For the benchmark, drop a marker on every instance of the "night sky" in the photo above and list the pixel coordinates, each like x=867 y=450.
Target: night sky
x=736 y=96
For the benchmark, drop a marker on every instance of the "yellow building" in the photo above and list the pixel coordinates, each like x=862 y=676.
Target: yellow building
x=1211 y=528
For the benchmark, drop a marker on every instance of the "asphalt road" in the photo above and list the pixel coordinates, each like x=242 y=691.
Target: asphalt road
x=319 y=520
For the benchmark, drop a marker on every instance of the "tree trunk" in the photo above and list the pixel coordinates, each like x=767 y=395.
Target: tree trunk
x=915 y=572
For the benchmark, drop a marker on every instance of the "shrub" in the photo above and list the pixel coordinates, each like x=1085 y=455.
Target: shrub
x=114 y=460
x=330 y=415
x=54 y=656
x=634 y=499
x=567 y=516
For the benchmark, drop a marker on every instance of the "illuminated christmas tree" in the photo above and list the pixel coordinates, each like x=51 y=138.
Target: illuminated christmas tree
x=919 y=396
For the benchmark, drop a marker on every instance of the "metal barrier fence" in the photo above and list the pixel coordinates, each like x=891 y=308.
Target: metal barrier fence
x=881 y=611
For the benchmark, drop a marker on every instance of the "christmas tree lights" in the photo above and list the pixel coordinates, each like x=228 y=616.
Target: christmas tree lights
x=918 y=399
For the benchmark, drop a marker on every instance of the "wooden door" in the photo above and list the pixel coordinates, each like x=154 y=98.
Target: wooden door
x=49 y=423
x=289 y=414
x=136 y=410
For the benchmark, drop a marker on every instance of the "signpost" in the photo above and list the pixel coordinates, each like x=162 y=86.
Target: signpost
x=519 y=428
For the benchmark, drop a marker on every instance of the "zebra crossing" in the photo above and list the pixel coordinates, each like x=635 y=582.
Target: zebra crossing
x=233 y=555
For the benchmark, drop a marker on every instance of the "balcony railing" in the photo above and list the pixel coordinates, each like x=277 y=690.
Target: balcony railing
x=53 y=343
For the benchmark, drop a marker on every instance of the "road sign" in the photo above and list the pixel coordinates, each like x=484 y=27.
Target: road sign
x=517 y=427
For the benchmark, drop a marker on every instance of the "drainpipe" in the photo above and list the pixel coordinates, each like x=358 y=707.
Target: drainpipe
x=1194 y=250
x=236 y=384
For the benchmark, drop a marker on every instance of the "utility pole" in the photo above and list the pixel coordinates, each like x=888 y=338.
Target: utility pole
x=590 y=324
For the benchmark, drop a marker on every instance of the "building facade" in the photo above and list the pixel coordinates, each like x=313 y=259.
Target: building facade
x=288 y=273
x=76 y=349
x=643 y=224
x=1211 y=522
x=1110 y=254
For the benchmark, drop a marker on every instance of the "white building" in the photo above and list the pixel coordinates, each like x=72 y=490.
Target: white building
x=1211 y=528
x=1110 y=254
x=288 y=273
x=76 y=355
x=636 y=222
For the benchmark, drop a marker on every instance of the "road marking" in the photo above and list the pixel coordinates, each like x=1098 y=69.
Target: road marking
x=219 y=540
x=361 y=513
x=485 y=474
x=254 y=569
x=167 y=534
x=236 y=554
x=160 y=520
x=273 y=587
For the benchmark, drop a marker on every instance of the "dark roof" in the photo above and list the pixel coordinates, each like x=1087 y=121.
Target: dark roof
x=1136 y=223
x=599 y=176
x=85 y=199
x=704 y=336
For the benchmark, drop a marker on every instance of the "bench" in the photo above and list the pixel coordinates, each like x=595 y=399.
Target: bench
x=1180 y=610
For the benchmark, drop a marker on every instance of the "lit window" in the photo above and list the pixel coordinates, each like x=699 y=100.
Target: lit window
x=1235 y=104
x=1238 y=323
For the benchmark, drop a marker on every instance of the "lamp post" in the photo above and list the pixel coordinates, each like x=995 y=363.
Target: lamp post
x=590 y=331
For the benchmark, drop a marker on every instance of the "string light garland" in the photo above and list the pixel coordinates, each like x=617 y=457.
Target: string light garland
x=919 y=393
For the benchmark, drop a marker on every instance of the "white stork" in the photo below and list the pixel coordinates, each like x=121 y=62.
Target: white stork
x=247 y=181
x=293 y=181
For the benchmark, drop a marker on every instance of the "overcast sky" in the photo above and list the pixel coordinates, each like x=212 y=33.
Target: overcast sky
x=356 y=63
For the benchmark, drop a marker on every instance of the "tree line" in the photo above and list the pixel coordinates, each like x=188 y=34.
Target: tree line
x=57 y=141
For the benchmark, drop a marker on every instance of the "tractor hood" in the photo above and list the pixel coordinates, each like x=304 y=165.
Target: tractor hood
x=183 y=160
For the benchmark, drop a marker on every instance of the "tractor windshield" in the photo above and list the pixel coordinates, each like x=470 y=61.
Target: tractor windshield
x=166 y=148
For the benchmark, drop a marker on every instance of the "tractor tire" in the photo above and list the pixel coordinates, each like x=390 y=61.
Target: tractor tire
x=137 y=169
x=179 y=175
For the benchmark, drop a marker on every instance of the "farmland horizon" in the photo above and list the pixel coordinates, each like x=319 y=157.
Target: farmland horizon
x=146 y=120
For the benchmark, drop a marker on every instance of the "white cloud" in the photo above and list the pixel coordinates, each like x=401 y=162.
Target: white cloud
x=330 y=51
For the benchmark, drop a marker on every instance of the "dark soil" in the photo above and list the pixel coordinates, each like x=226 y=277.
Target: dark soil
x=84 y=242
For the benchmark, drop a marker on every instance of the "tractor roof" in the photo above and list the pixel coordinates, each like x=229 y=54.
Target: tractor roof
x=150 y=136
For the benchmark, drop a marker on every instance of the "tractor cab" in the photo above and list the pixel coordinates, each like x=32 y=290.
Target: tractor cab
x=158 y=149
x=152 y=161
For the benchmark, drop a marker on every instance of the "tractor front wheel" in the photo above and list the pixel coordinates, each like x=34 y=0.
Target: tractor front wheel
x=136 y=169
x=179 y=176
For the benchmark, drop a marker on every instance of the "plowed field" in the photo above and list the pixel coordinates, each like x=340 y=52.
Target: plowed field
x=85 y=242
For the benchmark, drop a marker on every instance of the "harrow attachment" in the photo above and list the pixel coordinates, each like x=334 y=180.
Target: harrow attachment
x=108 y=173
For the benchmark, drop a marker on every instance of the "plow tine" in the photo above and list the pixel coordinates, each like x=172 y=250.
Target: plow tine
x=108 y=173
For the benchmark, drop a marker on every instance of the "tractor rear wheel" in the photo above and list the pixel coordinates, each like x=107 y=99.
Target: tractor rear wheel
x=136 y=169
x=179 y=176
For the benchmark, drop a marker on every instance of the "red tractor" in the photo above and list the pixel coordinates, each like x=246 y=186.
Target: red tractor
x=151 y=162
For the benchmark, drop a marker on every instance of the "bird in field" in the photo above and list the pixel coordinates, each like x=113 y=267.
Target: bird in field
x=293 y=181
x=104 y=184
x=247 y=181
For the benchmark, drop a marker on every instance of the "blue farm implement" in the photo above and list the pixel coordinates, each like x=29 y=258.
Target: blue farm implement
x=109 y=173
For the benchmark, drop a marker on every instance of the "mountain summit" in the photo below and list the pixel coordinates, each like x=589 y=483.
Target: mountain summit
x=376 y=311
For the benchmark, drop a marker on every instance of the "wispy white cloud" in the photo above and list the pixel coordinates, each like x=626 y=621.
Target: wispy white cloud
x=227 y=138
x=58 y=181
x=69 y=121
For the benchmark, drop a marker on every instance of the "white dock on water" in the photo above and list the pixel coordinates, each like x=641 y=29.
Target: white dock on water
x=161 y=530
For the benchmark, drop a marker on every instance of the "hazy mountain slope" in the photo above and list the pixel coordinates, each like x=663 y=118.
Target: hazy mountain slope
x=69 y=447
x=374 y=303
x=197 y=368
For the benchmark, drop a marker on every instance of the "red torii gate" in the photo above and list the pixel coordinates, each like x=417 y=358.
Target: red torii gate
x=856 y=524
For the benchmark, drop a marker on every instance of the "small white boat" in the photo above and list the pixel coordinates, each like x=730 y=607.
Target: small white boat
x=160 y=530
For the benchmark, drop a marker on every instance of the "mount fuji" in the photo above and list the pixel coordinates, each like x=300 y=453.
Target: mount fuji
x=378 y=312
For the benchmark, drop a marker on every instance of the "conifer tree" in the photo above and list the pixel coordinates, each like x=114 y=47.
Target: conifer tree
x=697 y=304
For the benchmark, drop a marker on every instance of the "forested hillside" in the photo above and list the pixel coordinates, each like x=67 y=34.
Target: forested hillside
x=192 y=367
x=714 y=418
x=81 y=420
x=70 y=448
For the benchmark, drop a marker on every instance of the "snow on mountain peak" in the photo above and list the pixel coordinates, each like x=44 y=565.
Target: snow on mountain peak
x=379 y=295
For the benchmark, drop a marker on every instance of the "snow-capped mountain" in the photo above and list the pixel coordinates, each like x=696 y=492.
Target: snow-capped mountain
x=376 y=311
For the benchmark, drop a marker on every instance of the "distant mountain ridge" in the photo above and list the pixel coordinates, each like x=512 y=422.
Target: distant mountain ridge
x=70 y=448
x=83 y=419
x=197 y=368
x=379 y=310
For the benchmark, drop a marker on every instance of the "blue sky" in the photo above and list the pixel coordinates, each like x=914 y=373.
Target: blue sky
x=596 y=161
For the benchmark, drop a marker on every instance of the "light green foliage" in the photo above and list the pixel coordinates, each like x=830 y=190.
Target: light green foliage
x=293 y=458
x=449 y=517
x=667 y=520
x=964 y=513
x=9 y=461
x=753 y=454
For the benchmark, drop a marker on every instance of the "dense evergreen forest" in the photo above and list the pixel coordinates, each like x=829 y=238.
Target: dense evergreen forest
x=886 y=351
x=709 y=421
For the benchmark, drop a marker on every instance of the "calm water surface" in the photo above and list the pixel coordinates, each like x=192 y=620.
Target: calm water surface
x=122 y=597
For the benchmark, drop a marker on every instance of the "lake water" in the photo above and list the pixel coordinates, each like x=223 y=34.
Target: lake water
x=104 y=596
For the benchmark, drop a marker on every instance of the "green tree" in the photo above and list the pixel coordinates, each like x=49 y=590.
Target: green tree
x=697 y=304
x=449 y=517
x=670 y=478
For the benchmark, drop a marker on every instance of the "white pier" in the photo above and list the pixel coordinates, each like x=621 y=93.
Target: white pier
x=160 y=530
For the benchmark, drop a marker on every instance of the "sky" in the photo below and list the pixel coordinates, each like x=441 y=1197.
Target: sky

● ● ● ● ● ● ●

◆ WHAT YOU NEED TO DO: Reproduce the records above verbatim, from their first line through the line containing "x=918 y=399", with both of those lines included.

◆ SOLUTION FOR THIS EXERCISE:
For the benchmark, drop a marker on every instance of the "night sky" in the photo above and list the pixel coordinates, each like x=867 y=450.
Target: night sky
x=736 y=96
For the benchmark, drop a marker on every instance of the "yellow building" in the photo above and list the pixel coordinates, each like x=862 y=676.
Target: yellow building
x=1211 y=528
For the benchmark, drop a marker on every instance of the "asphalt road" in the photo above and list the pixel coordinates, each like x=242 y=691.
Target: asphalt road
x=319 y=520
For the benchmark, drop a marker on every instance of the "tree trunk" in the photo above and list the pixel coordinates, each like x=767 y=395.
Target: tree trunk
x=915 y=572
For the benchmark, drop a marker on every instance of the "shrub" in the photo above and list the pixel coordinates, each like x=1085 y=455.
Target: shrub
x=114 y=460
x=330 y=415
x=54 y=656
x=634 y=499
x=567 y=516
For the benchmark, drop a marker on every instance of the "illuminated christmas tree" in the photo above and list the pixel coordinates, each like x=51 y=138.
Target: illuminated christmas tree
x=919 y=396
For the benchmark, drop a marker on every instance of the "metal barrier fence" in the photo above and list the pixel coordinates, each like x=891 y=308.
Target: metal barrier fence
x=881 y=611
For the benchmark, drop a marker on every instance of the "christmas tree lights" in the photo above and list the pixel coordinates, each like x=228 y=616.
Target: christmas tree lights
x=918 y=399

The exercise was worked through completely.